- _Excerpt_

Haneke’s Devastating 'Amour' Examines The Bonds Of Love
Published: Sunday, January 27, 2013
Updated: Wednesday, April 24, 2013 13:04
In a famous passage in The Brothers Karamazov, Fyodor Dostoevsky wrote that “active love is a harsh and fearful thing compared with love in dreams.” It’s a formulation that remains no less true today, and it’s a reality that we are still reluctant to contemplate—especially in Hollywood. Arriving as a tonic is the extraordinary new film Amour, which turns an unflinching eye on the tribulations of an elderly couple approaching the end of their days together. Amour—an Austrian-produced, French-language film that has garnered four Oscar nominations—is, as its title suggests, about love. But it is specifically about the harsh, fearful nature of active love rather than the dreamlike, idealized love so often proffered at the movies.
Georges (Jean-Louis Trintignant) and Anne (Emmanuelle Riva) are two retired music teachers living in Paris. As the film begins, the two octogenarians are enjoying a comfortable retirement together, but things soon change as Anne’s health deteriorates. An alarming moment at the breakfast table, when Anne plunges into a near-catatonic state, leads to a hospital visit, a botched surgery, and eventually a stroke that leaves Anne partially paralyzed. As George struggles to take care of his increasingly sick wife, who refuses to go to a hospital, both husband and wife must come to grips with their looming mortality, and the daily struggle of how their love can endure under such trying circumstances.

- _Data provided_
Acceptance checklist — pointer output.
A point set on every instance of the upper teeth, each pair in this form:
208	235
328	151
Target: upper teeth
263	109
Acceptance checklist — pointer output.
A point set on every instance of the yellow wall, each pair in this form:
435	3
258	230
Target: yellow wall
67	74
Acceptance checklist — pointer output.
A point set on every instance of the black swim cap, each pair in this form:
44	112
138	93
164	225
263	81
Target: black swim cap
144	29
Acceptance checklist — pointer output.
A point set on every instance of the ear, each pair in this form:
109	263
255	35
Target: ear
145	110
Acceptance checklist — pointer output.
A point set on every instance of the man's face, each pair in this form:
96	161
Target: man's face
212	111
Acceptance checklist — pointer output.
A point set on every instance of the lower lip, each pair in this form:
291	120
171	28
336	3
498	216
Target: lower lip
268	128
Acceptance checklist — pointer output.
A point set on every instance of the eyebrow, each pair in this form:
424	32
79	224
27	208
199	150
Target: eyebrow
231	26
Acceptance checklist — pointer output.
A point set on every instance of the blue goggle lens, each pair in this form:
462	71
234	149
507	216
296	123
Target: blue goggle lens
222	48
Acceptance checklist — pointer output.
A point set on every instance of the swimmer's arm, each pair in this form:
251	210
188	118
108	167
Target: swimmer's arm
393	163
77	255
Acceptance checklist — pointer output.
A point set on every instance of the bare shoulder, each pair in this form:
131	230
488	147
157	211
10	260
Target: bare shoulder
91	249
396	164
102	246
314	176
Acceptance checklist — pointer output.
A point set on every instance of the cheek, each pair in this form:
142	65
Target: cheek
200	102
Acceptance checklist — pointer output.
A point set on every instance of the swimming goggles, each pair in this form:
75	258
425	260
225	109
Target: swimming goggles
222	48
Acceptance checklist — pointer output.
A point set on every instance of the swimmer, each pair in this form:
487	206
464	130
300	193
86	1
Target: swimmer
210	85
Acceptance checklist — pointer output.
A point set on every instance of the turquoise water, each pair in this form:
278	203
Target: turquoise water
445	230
---
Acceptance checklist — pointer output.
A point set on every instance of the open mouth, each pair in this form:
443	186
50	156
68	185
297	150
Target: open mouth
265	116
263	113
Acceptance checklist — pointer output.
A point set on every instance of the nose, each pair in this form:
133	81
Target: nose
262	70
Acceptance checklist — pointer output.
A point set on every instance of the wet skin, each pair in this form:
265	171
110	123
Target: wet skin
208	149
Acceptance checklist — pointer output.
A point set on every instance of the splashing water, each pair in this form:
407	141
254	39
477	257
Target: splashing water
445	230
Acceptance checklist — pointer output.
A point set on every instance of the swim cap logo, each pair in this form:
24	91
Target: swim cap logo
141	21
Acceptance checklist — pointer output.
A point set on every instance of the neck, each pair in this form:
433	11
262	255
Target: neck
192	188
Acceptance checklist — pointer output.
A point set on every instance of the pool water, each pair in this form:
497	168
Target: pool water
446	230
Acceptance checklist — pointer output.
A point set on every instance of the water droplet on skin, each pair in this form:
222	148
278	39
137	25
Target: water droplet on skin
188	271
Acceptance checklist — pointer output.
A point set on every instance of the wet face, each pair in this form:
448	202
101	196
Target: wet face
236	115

- _Tasks_
• a. According to the Amour review, how many Oscar nominations has the film garnered?
• b. In the Amour review, switch "Hollywood" to "American cinema" and write out the passage that begins at the words "Haneke’s Devastating 'Amour'" and stops after "at the movies.".
• c. Proceed with the Amour review, writing on from its final sentence.
The records have no connection to the Amour review.

- _Numbered answers_
• a. Four.

• b.
Haneke’s Devastating 'Amour' Examines The Bonds Of Love
Published: Sunday, January 27, 2013
Updated: Wednesday, April 24, 2013 13:04
In a famous passage in The Brothers Karamazov, Fyodor Dostoevsky wrote that “active love is a harsh and fearful thing compared with love in dreams.” It’s a formulation that remains no less true today, and it’s a reality that we are still reluctant to contemplate—especially in American cinema. Arriving as a tonic is the extraordinary new film Amour, which turns an unflinching eye on the tribulations of an elderly couple approaching the end of their days together. Amour—an Austrian-produced, French-language film that has garnered four Oscar nominations—is, as its title suggests, about love. But it is specifically about the harsh, fearful nature of active love rather than the dreamlike, idealized love so often proffered at the movies.

• c.
Amour is directed by Michael Haneke, the Austrian art-house director who is celebrated in some corners and reviled in others for his bleak films about the worst aspects of human nature, which are often tinged with political and social commentary. From Cache, an ambiguous thriller that explores themes of colonialism and guilt, to the sadistic Funny Games, which holds viewers accountable for their own capacity to enjoy extreme violence, Haneke’s films are meant to provoke. Amour is recognizably part of this tradition, yet it also offers something more warm than usual in its story of two genuinely good people united in love.
That does not mean that Amour is an easy watch. Haneke refuses to spare viewers the unpleasant details of Anne’s decline, as she becomes unable to eat or go to the bathroom without assistance and as she loses control over her ability to speak. Nor does Haneke offer much respite from the claustrophobic interiors of the couple’s apartment. His shots are patient, frequently lingering in a static position for several minutes and allowing the audience to take in all the details. Such an approach is slow, of course, but it is necessarily slow, modeled on the rhythms of the couple’s life and allowing the viewer to reflect on what they are seeing. Throughout the movie, Haneke’s mastery of cinematic staging, editing rhythms and subtle sound design is evident in his depiction of the couple’s insular world.
What keeps Amour from being merely clinical and depressing is the human element, provided by Trintignant and Riva. These two actors are established icons of French cinema, with careers spanning back to the 1950s. Their lifetime of experience is evident in the subtleties of their performances and the effortlessly believable rapport they establish as husband and wife—both actors convey so much emotion from the slightest gestures and looks. Yet the script never makes them saints—Georges and Anne’s sense of anger and frustration are just as vividly portrayed.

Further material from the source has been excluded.